2018-06-05

ページネートのリソースを1ページずつ巡回し、ページにある各々のリンクへ 1 階層潜り込んでスクレイピングする

Python

http://mat5ukawa.hateblo.jp/entry/2018/06/05/002826

より

各ページを巡回する
巡回ごとに各々のレコード詳細リンクへ 1 階層潜り込む
潜り込み先でスクレイピングする

クエリ抽出されたページのレコード探索に利用すれば良いと思う。

import scrapy

class Spider(scrapy.Spider):
  start_urls = ['http://localhost:3000/seeds']
  name = 'spider'

  def parse(self, response):
    # scrape resource's id
    id = response.xpath("//div[@id='page_num']/text()").extract_first()
    yield { 'id' : id }

    # scrape resource in each link
    for link in response.xpath("//table/tbody/tr/td[2]/a/@href").extract():
      yield scrapy.Request(response.urljoin(link), callback = self._parse_link)

    # transit to next resource
    next_page = response.css('a[rel="next"]').xpath("@href").extract_first()
    if next_page is not None:
      next_page = response.urljoin(next_page)
      yield scrapy.Request(next_page, callback = self.parse)

  def _parse_link(self, response):
     detail = response.xpath("//p[@id='name']/text()").extract_first()
     yield { 'detail' : detail }

$ scrapy runspider crawler/main.py -o outfile.json

outfile.json

[
{"id": "page number is 1"},
{"detail": "e8b5202869b74aa1ffd0eadff7c3664f"},
{"detail": "8de50ac9ae0edd7b6d62a84af338186c"},
{"detail": "6f5a8295e6ccb687ceb9c4789f6e63f7"},
{"detail": "cb4e15e1100ae6aed7b2cfea3ce1842b"},
{"id": "page number is 2"},
{"detail": "0e89ba31a9592c3058fe87f5bef28e33"},
{"detail": "eed30fcd7d827f33127375ec44e7748f"},
{"detail": "18b84f501753059fab3cd3402703d2d9"},
{"detail": "dda2c6b55c0aedb84834f8a16aa9d024"},
...
]

使ってはないが参考にしたページ

https://stackoverflow.com/questions/30491498/getting-scrapy-to-follow-specific-links-on-a-page

探索が二次元になるので、記載の仕組みを用いてより深層へスクレイピングする場合は計算量と相談。

2018-06-05

scrapy ページネート形式のリソースをページ順々にスクレイピングする

Python

レコード一覧をページネートで表現したリソースがあるとする。

ページ毎に固有メッセージ page number is {page number} が存在するので、

全ページ分その取得を試みる。

リソースの想定図

ページ毎に page number is {page number} が存在する
ページネートが設置されていて、番号をクリックすればそのページに遷移する
現在のページに対して「次のページ」を示す属性(ex. rel="next") が存在する

f:id:mat5ukawa:20180605002555p:plain

探索方法(概念図)

= 課題 1 =
Scrapyの記事にある一文「レコード一覧をページネートで表現したリソースがあるとする。」を英語に訳してください。
= 課題 2 =
Scrapyの記事の続きを、最後に示された行の後から書き進めてください。
行は参照しなくてよい。

(物体指示データセットの行)

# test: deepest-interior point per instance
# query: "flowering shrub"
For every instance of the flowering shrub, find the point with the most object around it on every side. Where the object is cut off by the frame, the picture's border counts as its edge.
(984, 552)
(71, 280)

= 解答 1 =
Suppose there is a resource that presents a list of records using pagination.

= 解答 2 =
単方向にリソースを探索する。探索が終わったら(= ページ終点にたどり着いたら)クロールを止める。

f:id:mat5ukawa:20180605002617p:plain

探索方法(ソース)

main.py

import scrapy

class Spider(scrapy.Spider):
  start_urls = ['http://localhost:3000/seeds']  # ページネートリソースにアクセスできる URL を指す
  name = 'spider'

  def parse(self, response):
    for content in response.xpath("//div[@id='page_num']/text()").extract():
      yield { 'content' : content }

    next_page = response.css('a[rel="next"]').xpath("@href").extract_first()
    if next_page is not None:
      next_page = response.urljoin(next_page)
      yield scrapy.Request(next_page, callback = self.parse)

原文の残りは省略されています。